▶ _Текст для чтения_

────────────────────────────────────────

В русской летописи Карамзину открывался мир с непривычными и во многом непонятными для «просвещенного» разума философскими и этическими измерениями, но понять эту непростую логику летописца историк был обязан. Две системы мысли неизбежно приходили в соприкосновение, и Карамзин, сознавая это, с самого начала допустил два самостоятельных и самоценных повествовательных принципа: «летописный», предполагающий наивный и простодушный взгляд на вещи, и собственно исторический, как бы комментирующий «летописный». Приводя, например, в первом томе рассказ летописца о «мести и хитростях ольгиных», Карамзин одновременно поясняет, почему он, историк, повторил «несторовы простые сказания». «Летописец, – говорит Карамзин, – сообщает нам многие подробности, отчасти не согласные ни с вероятностями рассудка, ни с важностию истории… но как истинное происшествие должно быть их основанием, и самые басни древние любопытны для ума внимательного, изображая обычаи и дух времени, то мы повторим несторовы простые сказания…» (1, 160). Далее следует пересказ легенды, выдержанный в исключительно точной поэтической тональности. Таких «пересказов» в первых томах немало, и в них обращает на себя внимание поразительная эстетическая чуткость историка: довольно скупые данные летописи под его пером обретают пластические очертания. Так, в рассказе о «хитростях Ольги» перед нами предельно близкий к летописному образ коварной жены убитого князя, задумавшей жестокую месть древлянам. На простодушное приглашение древлянских послов стать женой их князя «Ольга с ласкою ответствовала: „Мне приятна речь ваша. Уже не могу воскресить супруга. Завтра окажу вам всю должную честь. Теперь возвратитесь в ладию свою, и когда люди мои придут за вами, велите им нести себя на руках…“. Между тем Ольга приказала на дворе теремном ископать глубокую яму и на другой день звать послов» (1, 161). Карамзин не стилизует свой «пересказ» под летопись, но стремится максимально объективировать тот взгляд на вещи, который явственно выступает в повествовании древнего летописца. И читателя своего Карамзин хотел бы научить воспринимать прошлое во всей простоте и безыскусности древних представлений: «Мы должны судить о героях истории по обычаям и нравам их времени» (1, 164).

────────────────────────────────────────

▶ _Набор данных_

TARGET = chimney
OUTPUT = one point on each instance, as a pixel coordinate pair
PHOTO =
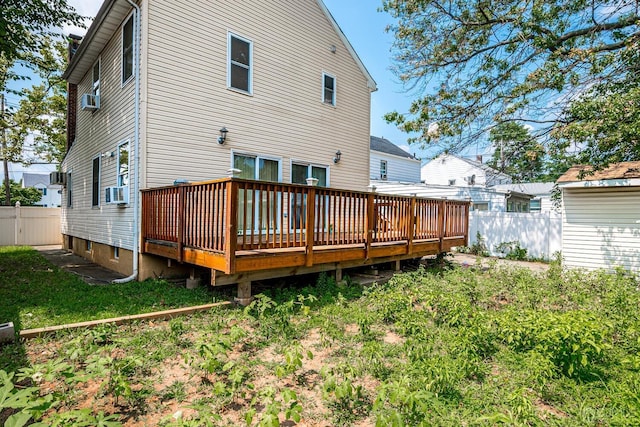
(72, 93)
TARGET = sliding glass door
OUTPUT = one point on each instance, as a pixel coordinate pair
(254, 207)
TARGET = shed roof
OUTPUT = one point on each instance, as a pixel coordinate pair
(623, 170)
(385, 146)
(33, 179)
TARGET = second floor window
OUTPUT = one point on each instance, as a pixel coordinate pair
(328, 89)
(123, 164)
(127, 50)
(95, 88)
(383, 169)
(95, 183)
(239, 71)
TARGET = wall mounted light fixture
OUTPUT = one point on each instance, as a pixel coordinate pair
(336, 159)
(223, 135)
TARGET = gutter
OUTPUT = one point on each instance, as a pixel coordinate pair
(136, 150)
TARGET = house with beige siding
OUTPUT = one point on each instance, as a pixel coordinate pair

────────────────────────────────────────

▶ _Выполните задания_
1. Верно ли по тексту о Карамзине и летописи каждое утверждение: (a) Карамзин стилизует свой пересказ под летопись; (b) Ольга велела вырыть яму на дворе теремном; (c) Карамзин считал, что о героях истории нужно судить по обычаям и нравам их времени? На каждое ответьте «да» или «нет» и приведите точную цитату из текста, которая это решает.
2. Продолжите текст о Карамзине и летописи, начиная сразу после его последнего предложения.

▶ _Ответы к заданиям_
1.
(a) Нет: «Карамзин не стилизует свой «пересказ» под летопись».
(b) Да: «Ольга приказала на дворе теремном ископать глубокую яму».
(c) Да: «Мы должны судить о героях истории по обычаям и нравам их времени».

2.
По мере работы над «Историей» Карамзин все более внимательно всматривается в образно‑стилистическую структуру древнерусского памятника, будь то летопись или «Слово о полку Игореве», отрывки из которого он перевел в третьем томе. В свое повествование он искусно вкрапляет летописные образные выражения, придавая тем самым особую окраску и своей авторской интонации.

Один из самых строгих критиков Карамзина, декабрист Н. И. Тургенев, записывал в дневнике: «Я читаю третий том Истории Карамзина. Чувствую неизъяснимую прелесть в чтении. Некоторые происшествия, как молния проникая в сердце, роднят с русскими древнего времени…».[[99]]

От тома к тому Карамзин усложнял свою задачу: он пытается передать и общий колорит эпохи, найти связующую нить событий прошлого и в то же время «изъяснить» характеры людей, тем более что круг источников становился обширнее, являлась возможность выбора той или иной трактовки. Карамзина увлекала возможность уже не просто констатировать поступки исторических героев, но психологически обосновать те или иные их действия. Именно под этим углом зрения создавались Карамзиным наиболее художественно полнокровные характеры его «Истории» – Василия III, Ивана Грозного, Бориса Годунова. Примечательно, что, создавая последние тома, Карамзин внутренне соотносил свои методы и задачи с теми принципами, которые воплощал в это же время в своих исторических романах Вальтер Скотт. Конечно, Карамзин не собирался превращать «Историю государства Российского» в роман, но это сближение было правомерно: и в романах Вальтера Скотта, и в «Истории» Карамзина вырабатывалось новое качество художественного мышления – историзм.

Обогащенный опытом многолетнего общения с историческими источниками, Карамзин переходит к изображению сложнейшей исторической эпохи – так называемого Смутного времени, стремясь раскрыть ее главным образом сквозь призму характера Бориса Годунова.

Карамзину часто вменяли в вину то, что он взял летописную версию об убийстве царевича Димитрия и развил ее как достоверный факт. Но в использовании этой версии Карамзин исходил прежде всего из психологической мотивированности преступных замыслов Бориса. «Гибель Димитриева была неизбежна», – пишет Карамзин, ибо, по мысли историка, ослепленный честолюбием Годунов уже не мог остановиться перед последним препятствием, отделявшим его от царского трона. Пусть он приведен был к этому рубежу стихийною силой исторических обстоятельств, – Карамзин не снимает с него всей тяжести вины. «Судьба людей и народов есть тайна провидения, но дела зависят от нас единственно» (9, 7–8) – этому критерию оценки человеческой личности, выдвинутому в «Марфе Посаднице», Карамзин остался верен и в «Истории государства Российского». Вот почему, создавая трагические по своей сути характеры царей‑тиранов Ивана Грозного и Бориса Годунова, Карамзин судит их судом истории с позиций высшего нравственного закона, а его суровое «да видя содрогаемся!» (9, 439) звучит как урок и предостережение самодержцам.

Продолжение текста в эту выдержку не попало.